[Directive]
Reproduce every one of the records below verbatim, line for line, without any alteration.

Excerpts from an object detection dataset
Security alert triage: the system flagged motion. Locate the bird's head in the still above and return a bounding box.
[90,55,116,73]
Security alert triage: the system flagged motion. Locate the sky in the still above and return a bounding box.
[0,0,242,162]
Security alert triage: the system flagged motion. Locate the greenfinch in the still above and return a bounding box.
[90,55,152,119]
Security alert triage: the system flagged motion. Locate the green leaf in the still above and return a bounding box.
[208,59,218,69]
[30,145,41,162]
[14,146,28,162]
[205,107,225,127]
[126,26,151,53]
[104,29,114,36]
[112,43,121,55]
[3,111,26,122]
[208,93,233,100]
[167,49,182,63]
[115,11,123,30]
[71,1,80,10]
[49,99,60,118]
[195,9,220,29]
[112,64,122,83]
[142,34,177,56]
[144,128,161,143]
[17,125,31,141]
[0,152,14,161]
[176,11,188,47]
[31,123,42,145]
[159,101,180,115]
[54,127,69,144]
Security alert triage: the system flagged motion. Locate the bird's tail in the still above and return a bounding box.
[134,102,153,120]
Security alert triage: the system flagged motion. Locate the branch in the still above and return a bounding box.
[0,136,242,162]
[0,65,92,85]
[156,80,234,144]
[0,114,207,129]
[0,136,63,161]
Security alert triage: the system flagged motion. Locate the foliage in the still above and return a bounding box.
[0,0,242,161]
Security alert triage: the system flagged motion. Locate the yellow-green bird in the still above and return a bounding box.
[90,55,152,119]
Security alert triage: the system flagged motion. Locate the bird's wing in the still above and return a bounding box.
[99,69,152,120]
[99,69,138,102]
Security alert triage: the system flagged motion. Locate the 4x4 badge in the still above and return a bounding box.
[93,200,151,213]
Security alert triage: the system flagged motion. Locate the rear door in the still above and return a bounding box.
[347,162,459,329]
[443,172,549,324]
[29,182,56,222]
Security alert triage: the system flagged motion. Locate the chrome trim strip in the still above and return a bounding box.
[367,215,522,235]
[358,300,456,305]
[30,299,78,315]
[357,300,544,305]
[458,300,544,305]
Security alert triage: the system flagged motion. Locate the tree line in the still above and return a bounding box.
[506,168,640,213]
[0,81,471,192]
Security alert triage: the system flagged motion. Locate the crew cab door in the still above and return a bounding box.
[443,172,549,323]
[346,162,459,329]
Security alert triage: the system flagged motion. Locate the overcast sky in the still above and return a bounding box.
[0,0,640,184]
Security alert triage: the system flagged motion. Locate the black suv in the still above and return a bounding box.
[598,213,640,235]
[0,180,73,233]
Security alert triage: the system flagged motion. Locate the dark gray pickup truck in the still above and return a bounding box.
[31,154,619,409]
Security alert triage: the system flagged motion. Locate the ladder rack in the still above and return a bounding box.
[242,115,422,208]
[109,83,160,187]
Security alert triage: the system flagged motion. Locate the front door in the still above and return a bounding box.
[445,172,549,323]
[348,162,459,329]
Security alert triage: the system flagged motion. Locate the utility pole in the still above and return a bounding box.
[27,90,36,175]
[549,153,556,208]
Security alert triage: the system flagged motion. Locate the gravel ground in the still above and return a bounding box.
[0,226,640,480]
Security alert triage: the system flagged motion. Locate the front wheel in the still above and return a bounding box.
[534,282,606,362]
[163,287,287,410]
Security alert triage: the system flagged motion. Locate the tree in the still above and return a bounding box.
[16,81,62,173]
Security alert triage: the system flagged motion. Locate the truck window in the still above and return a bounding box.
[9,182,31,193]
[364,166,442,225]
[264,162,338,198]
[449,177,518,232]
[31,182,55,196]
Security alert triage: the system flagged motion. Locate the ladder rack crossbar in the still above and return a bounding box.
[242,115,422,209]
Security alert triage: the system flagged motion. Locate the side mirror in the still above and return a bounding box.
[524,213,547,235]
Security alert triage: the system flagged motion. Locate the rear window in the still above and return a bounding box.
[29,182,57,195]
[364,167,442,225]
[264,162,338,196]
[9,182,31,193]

[Written response]
Security alert triage: the system flagged motion. Locate the bird's head in the still above and return a bounding box.
[90,55,116,73]
Security alert triage: the system flagged motion. Locate the sky in the still above and return a bounding box.
[0,0,242,162]
Security alert triage: the system flagged motion. Locate the greenfinch in the still above and return a bounding box.
[90,55,152,119]
Security alert triage: the system flagged motion. Locate the green leaf in the still above and return a bounding box.
[208,59,218,69]
[30,145,41,162]
[14,146,28,162]
[205,107,225,127]
[126,26,151,53]
[104,29,114,36]
[112,43,121,55]
[3,111,26,122]
[208,93,233,100]
[167,49,182,63]
[115,11,123,30]
[71,1,80,10]
[49,99,60,118]
[195,9,220,29]
[112,64,122,83]
[142,34,177,56]
[144,128,161,143]
[17,125,31,141]
[0,152,14,161]
[176,11,188,47]
[31,123,42,145]
[159,101,180,115]
[54,127,69,144]
Security alert triage: the system flagged motion. Locate the bird's tail in the still above and return a bounding box.
[134,102,153,120]
Security alert triage: the system flagged motion. Locate the branch in the still above and return a bounding box.
[0,136,242,162]
[0,65,92,85]
[156,80,234,144]
[0,114,207,129]
[0,136,63,161]
Security alert triage: the system flagged motion. Locate the foliage in the still above and return a bounding box.
[0,0,242,161]
Security alert triage: the system flagged motion. Locate the yellow-green bird in the still above and return a bounding box.
[90,55,152,119]
Security alert triage: the system flagged motion. Locate the bird's wing in the still above and return a bounding box.
[99,69,152,120]
[99,69,138,102]
Security alert triage: the system flagged motion. Locate the 4x4 badge in the still above and return a bounding box.
[93,200,151,213]
Security alert triage: the system flagged motion. Locate the rear door in the still above and return a bounding box.
[347,162,459,329]
[443,172,549,324]
[29,182,56,222]
Security alert triage: the system flagged motion. Locate the chrome trim strip in the still above and return a bounding box.
[367,215,522,235]
[358,300,456,305]
[30,299,78,315]
[357,300,544,305]
[458,300,544,305]
Security alert triage: the system flagged motion. Locate the tree line in the still above and return a bounding box.
[506,168,640,213]
[0,81,471,192]
Security alert triage: the system flagged motion. Locate the crew cab door in the still above and return a bounding box.
[443,172,549,323]
[346,162,459,329]
Security alert triage: the system flagged motion. Locate the overcast sky in the still above and return a bounding box.
[0,0,640,184]
Security alert triage: the system flagged motion. Locate the black suv in the still above and return a bounding box.
[598,213,640,235]
[0,180,73,233]
Security alert triage: the system flagged motion. Locate the dark gray pickup truck in the still above and return a bounding box.
[31,154,619,409]
Security alert triage: the system flagged motion. Locate the ladder rack in the still above and return a bounding box.
[242,115,422,208]
[109,83,160,187]
Security alert triage: the system flagged motion. Locate the front door in the still above and return a bounding box.
[445,172,549,323]
[348,162,459,329]
Security alert triage: the system flagged motion. Locate the utility pole in the still above and return a bounding box.
[27,90,36,175]
[549,153,556,208]
Security alert triage: the system flagged motion. Locate the gravel ground in the still above and return a bounding box.
[0,226,640,480]
Security alert triage: the system flagged motion. Locate the front wheel in the still above and return a bounding box.
[534,282,606,362]
[163,287,287,410]
Security alert triage: the system flagged motion. Locate the tree in the still above and return a bounding box.
[16,81,62,173]
Security alert triage: the system flagged motion. Locate the truck window in the still above and return a bounding box.
[9,182,31,193]
[364,166,442,225]
[264,162,338,198]
[449,177,518,232]
[31,182,55,196]
Security alert triage: the system flagged motion. Locate the ladder rack crossbar in the still above and return a bounding box.
[242,115,422,209]
Security alert triage: the system flagged motion. Locate the side mirror in the still above and return a bounding box.
[524,213,547,235]
Security alert triage: the system flagged motion. Locate the rear window in the still above and return a bounding box.
[29,182,57,195]
[364,167,442,225]
[264,162,338,196]
[9,182,31,193]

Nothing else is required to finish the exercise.